Dataset items:
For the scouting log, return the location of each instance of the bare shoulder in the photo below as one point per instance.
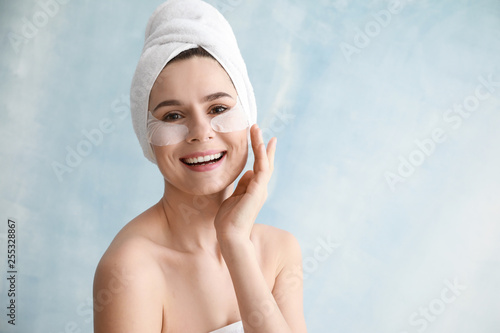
(270, 236)
(130, 248)
(126, 284)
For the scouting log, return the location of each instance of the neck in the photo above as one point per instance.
(188, 219)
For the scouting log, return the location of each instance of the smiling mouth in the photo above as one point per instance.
(203, 160)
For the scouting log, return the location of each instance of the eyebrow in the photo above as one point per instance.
(208, 98)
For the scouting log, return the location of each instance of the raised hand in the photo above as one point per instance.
(237, 213)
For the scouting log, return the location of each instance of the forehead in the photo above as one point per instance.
(191, 78)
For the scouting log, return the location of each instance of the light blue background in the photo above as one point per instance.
(342, 123)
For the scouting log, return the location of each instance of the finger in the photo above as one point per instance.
(243, 183)
(271, 151)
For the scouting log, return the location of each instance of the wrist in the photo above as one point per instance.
(231, 243)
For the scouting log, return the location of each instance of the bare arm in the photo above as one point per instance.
(124, 299)
(259, 309)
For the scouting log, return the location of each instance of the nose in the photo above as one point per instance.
(200, 128)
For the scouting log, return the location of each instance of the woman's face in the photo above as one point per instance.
(191, 92)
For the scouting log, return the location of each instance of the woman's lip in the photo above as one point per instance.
(202, 153)
(205, 167)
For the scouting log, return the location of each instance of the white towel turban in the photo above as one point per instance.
(176, 26)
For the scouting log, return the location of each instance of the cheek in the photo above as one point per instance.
(164, 158)
(238, 141)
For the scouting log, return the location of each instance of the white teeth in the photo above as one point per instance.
(201, 159)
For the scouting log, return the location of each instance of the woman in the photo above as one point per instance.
(196, 261)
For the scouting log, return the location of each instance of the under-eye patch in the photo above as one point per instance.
(163, 133)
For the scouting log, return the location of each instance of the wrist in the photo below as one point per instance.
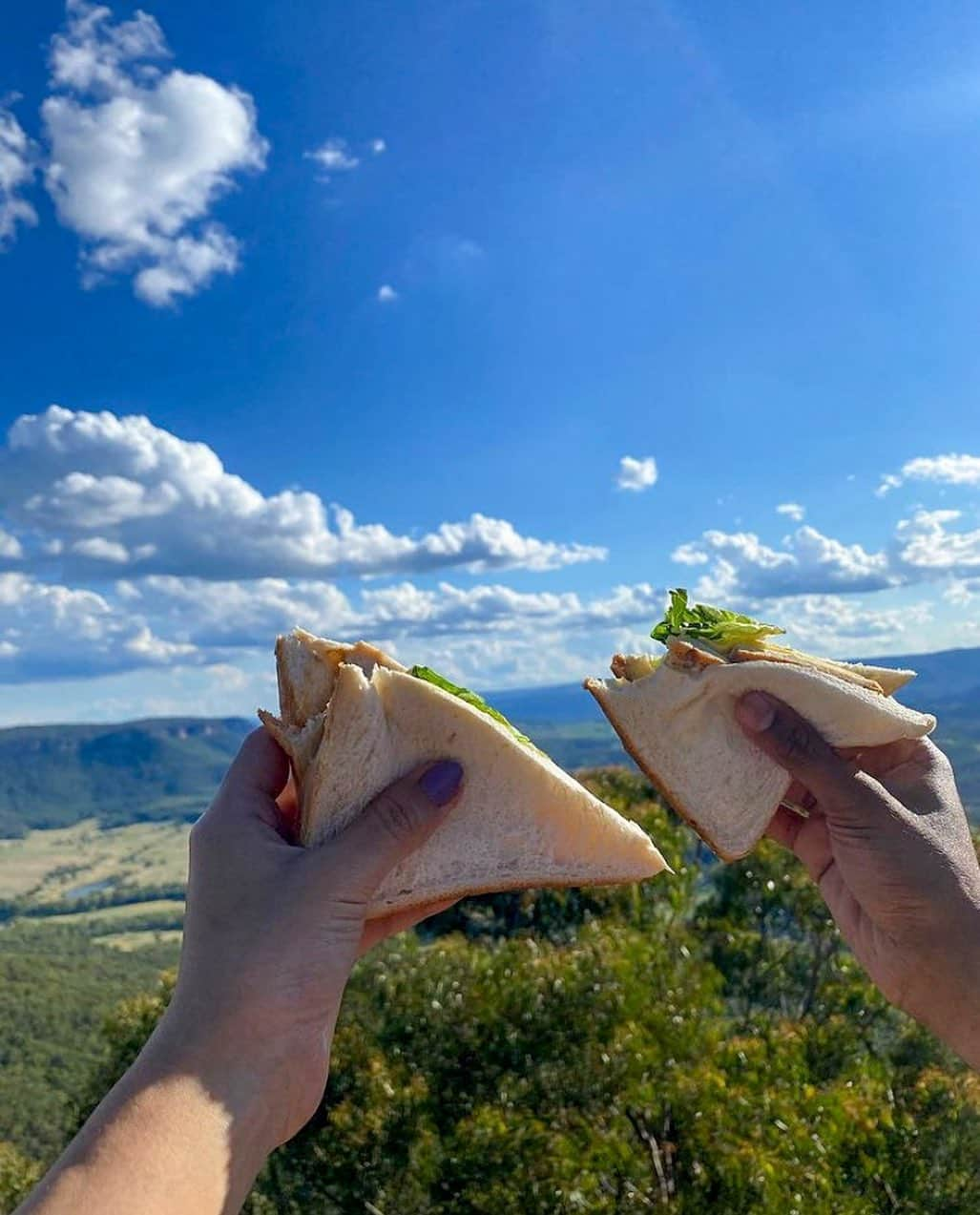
(233, 1084)
(265, 1085)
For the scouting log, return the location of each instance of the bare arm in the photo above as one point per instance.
(887, 842)
(240, 1060)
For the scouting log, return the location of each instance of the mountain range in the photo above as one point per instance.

Do this>
Could you rewrite the records, from the line containing "of the under-eye" through the end of the records, both ends included, as a Markdown table with a "Row" column numbering each line and a "Text" column holding the line itself, with blank lines and the pictures left out?

Correct answer>
| Row | Text |
|---|---|
| 1 | For the scouting log, return the location of each instance of the under-eye patch in the photo above as one point per instance. |
| 2 | (163, 133) |
| 3 | For the scouting log, return the location of each instance of the wrist in the photo below as one point per instance. |
| 4 | (233, 1084) |
| 5 | (265, 1085) |
| 6 | For the scouting log, return the location of each instance of the bare arm in the photo above as one point per instance. |
| 7 | (887, 842) |
| 8 | (240, 1060) |
| 9 | For the scouting log, return the location of each instance of the mountain range in the photo above as one point per instance. |